## Exercise prompt
Print out the complete set of records below, exactly as they read.

Segment Start: Source information

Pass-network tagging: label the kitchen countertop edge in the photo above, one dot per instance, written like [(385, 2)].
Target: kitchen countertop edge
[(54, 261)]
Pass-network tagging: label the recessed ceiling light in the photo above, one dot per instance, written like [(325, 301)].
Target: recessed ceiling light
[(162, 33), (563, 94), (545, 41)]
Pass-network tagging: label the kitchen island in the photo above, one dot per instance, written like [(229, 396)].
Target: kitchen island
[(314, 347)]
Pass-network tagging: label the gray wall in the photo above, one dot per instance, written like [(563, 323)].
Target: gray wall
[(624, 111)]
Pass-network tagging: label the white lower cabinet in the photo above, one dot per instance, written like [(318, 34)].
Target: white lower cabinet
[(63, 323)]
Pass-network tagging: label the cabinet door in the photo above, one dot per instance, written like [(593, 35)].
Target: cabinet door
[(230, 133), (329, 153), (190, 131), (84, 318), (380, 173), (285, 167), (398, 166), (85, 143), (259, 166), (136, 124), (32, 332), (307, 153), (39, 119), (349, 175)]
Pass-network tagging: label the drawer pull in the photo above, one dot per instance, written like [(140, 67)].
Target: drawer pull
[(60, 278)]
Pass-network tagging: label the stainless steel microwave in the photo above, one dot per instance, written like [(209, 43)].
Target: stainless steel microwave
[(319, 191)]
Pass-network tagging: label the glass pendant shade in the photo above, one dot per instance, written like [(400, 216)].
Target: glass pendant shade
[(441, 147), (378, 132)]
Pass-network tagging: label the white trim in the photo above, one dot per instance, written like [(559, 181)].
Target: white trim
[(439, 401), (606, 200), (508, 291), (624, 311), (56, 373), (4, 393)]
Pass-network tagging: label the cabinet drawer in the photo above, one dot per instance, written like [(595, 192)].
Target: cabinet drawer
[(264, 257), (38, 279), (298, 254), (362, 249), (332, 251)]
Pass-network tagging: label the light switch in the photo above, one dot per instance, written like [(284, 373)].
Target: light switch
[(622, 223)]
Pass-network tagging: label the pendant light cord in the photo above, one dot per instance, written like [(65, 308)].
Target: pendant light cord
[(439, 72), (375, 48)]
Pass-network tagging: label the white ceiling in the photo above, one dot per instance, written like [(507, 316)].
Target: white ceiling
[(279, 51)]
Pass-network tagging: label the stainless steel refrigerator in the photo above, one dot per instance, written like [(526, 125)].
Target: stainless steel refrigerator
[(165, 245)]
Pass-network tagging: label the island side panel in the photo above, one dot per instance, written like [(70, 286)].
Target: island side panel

Segment End: Source information

## Answer to this exercise
Pass-network tagging: label the kitchen countertop edge in the photo above, one dot per instance, written like [(385, 2)].
Target: kitchen countertop edge
[(54, 261)]
Pass-network tagging: label the recessed ceiling light in the photo above, one dot per instance, written like [(325, 301)].
Target: recessed ceiling light
[(162, 33), (563, 94), (545, 41)]
Pass-network tagging: label the kitchen island in the photo above, one dot per instance, written like [(229, 396)].
Target: kitchen island
[(314, 347)]
Pass-network tagging: label the gray wall in the photo above, one dot per instance, written like [(563, 323)].
Target: gray wall
[(624, 111)]
Pass-network tagging: label the white lower cabinet in the photo above, one dot per instance, written like [(318, 34)].
Target: white lower cabinet
[(63, 323)]
Pass-network tagging: label the cabinet door in the photo above, one dot per instance, written like [(593, 35)].
Target: cabinet door
[(230, 133), (329, 153), (190, 131), (84, 318), (380, 173), (285, 167), (398, 166), (85, 143), (259, 166), (136, 124), (32, 332), (307, 153), (39, 119), (349, 175)]
Pass-network tagging: label the drawer pull in the photo above, one dot per instance, written like [(140, 67)].
Target: drawer pull
[(60, 278)]
Pass-network tagging: label the stainless steel microwave in the photo above, one dot per instance, written like [(209, 43)].
Target: stainless steel microwave
[(319, 191)]
Pass-network tagging: label the glass pendant shade in the photo above, one dot per instance, written like [(400, 216)].
Target: glass pendant shade
[(441, 147), (378, 132)]
Pass-network tagging: label the white trim in the photo above, one dot per instance, written like [(559, 181)].
Target: white trim
[(439, 401), (606, 200), (508, 291), (624, 311), (56, 373), (4, 393)]
Pass-network tagging: label the cabinet drawer in the photo above, one dot per instance, written like [(595, 192)].
Target: cabinet drawer
[(264, 257), (38, 279), (298, 254), (362, 249), (332, 251)]
Pass-network tagging: label the light switch in the photo above, one dot per instance, written like [(284, 373)].
Target: light switch
[(622, 223)]
Pass-network tagging: label the pendant light cord in the photo above, one dot per instance, written like [(65, 308)].
Target: pendant light cord
[(439, 72), (375, 48)]
Pass-network tagging: label the white ceiling in the photo above, one dot per instance, written like [(507, 316)].
Target: white ceiling
[(279, 51)]
Pass-network tagging: label the stainless steel refrigerator in the photo above, one dot per instance, written like [(526, 125)].
Target: stainless steel refrigerator
[(165, 245)]
Pass-network tagging: label the island side panel in the photo above, one dot per instance, written like [(70, 286)].
Target: island side panel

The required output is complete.